Work required:
Revise the records from the line with "Reviewer note: verify that every instance of the camel's front" to the line with "[[430, 773], [709, 759]]", replacing "front leg" with "hind leg" and leaving everything else unchanged.

··· Records shown

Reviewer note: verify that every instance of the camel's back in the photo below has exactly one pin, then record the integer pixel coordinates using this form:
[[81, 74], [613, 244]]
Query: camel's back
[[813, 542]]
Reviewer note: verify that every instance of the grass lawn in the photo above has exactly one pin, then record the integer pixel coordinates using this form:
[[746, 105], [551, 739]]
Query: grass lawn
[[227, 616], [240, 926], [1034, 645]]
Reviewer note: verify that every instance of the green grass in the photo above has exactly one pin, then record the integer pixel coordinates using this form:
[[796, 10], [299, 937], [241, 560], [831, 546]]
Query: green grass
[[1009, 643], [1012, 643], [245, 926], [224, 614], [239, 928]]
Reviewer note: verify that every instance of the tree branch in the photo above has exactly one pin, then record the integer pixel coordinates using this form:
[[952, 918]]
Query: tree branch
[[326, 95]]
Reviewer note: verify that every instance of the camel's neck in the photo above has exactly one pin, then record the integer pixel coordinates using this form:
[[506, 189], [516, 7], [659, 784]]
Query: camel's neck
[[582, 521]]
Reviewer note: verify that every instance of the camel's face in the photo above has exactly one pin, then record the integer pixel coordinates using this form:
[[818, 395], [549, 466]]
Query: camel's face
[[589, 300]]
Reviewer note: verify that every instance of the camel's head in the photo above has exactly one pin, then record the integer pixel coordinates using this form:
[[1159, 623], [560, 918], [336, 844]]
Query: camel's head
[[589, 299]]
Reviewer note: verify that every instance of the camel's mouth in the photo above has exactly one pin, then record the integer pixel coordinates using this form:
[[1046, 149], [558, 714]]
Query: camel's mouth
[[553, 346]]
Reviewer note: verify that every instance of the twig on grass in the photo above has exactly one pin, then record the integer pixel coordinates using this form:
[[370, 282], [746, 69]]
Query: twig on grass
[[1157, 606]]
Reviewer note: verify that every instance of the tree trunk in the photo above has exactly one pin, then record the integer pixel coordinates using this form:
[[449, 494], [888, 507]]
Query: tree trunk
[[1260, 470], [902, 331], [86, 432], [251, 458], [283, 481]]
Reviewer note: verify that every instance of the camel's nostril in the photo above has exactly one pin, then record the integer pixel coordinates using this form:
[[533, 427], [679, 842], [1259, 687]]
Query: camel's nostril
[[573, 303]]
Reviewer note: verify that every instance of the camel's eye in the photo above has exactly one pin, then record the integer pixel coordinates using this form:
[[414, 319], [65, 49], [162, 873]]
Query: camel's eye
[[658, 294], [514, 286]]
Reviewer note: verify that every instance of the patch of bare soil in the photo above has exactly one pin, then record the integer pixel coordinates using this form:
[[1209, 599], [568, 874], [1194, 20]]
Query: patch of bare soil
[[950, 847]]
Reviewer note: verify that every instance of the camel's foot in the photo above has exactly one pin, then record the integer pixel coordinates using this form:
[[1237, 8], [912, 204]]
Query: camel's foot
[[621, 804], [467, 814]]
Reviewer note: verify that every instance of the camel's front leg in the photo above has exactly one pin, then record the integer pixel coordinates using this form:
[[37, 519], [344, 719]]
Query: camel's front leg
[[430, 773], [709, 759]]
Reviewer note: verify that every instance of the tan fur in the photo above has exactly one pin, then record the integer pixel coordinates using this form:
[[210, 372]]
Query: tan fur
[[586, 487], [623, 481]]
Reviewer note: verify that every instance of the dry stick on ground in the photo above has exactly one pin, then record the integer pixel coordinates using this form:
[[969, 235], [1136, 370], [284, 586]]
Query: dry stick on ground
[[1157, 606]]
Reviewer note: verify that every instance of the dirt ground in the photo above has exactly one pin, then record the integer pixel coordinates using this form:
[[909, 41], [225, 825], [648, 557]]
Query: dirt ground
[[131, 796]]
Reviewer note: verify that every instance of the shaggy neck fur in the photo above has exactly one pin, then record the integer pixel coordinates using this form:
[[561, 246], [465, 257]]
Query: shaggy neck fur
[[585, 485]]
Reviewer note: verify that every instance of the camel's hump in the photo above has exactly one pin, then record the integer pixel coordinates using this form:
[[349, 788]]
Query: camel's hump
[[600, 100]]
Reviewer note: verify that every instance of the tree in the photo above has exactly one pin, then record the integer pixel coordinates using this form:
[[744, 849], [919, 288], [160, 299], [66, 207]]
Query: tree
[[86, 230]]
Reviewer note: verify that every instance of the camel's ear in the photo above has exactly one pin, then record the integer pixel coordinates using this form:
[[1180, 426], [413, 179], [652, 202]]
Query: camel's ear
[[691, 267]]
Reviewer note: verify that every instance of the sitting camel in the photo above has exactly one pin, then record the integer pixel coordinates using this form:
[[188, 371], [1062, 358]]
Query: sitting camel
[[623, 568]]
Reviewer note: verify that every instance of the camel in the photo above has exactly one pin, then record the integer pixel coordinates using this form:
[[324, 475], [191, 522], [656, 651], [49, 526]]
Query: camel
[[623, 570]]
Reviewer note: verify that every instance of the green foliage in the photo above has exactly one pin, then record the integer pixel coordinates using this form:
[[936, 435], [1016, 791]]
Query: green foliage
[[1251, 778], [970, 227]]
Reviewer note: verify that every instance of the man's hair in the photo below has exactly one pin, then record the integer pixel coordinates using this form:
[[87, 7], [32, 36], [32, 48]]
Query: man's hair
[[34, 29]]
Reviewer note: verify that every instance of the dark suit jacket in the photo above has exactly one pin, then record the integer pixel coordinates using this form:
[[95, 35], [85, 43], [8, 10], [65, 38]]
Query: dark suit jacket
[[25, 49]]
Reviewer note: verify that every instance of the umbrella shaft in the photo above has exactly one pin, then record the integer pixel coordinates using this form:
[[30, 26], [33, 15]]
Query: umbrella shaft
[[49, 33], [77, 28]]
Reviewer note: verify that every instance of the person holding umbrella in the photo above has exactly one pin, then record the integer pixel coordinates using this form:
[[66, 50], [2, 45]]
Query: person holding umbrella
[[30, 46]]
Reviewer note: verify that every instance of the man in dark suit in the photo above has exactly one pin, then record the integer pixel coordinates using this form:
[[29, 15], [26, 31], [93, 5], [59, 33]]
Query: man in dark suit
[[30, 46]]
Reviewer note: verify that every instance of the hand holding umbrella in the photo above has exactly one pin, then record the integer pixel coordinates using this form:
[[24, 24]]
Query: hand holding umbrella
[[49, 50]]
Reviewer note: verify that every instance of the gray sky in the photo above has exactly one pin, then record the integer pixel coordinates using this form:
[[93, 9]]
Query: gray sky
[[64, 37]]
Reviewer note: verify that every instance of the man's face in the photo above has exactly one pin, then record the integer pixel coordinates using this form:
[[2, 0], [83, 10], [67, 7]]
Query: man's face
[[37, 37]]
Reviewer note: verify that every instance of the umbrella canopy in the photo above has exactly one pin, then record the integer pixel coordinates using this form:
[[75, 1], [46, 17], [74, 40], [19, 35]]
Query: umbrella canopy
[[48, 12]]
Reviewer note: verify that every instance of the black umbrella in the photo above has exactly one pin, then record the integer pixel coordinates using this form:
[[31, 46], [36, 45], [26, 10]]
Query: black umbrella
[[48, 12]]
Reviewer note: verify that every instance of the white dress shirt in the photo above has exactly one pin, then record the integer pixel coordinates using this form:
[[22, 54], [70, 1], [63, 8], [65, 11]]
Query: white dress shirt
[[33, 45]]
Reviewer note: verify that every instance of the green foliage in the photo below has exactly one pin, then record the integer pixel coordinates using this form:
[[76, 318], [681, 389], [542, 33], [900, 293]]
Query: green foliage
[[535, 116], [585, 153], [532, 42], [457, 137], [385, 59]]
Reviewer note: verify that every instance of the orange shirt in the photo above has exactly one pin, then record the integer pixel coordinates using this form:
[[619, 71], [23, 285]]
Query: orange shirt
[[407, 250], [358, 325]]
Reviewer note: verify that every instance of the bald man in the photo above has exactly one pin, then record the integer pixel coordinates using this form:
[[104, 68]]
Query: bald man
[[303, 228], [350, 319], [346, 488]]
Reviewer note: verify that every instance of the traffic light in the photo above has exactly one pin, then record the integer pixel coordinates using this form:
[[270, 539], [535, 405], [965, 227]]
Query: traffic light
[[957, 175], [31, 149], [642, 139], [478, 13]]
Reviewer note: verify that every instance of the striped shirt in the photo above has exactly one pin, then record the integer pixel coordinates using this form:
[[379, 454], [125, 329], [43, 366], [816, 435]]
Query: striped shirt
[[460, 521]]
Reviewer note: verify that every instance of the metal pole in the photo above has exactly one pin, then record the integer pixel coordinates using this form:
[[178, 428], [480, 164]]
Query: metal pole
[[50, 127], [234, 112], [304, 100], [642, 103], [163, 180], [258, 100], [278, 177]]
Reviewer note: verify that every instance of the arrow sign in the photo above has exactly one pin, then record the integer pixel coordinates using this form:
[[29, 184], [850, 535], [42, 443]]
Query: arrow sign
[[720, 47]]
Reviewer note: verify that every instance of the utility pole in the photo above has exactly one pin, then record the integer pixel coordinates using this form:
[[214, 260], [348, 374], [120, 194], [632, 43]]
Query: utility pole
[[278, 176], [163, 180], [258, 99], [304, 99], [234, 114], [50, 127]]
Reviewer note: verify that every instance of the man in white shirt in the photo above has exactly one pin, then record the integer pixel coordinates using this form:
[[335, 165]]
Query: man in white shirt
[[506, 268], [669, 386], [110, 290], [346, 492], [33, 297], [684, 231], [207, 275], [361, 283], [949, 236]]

······

Solution:
Reviewer note: verify that every instance of the camel's hind leg in the photo above has exactly one pin, then record the integer pixel coordinates using this form:
[[37, 519], [344, 719]]
Query: camel's hind leg
[[430, 773], [709, 759]]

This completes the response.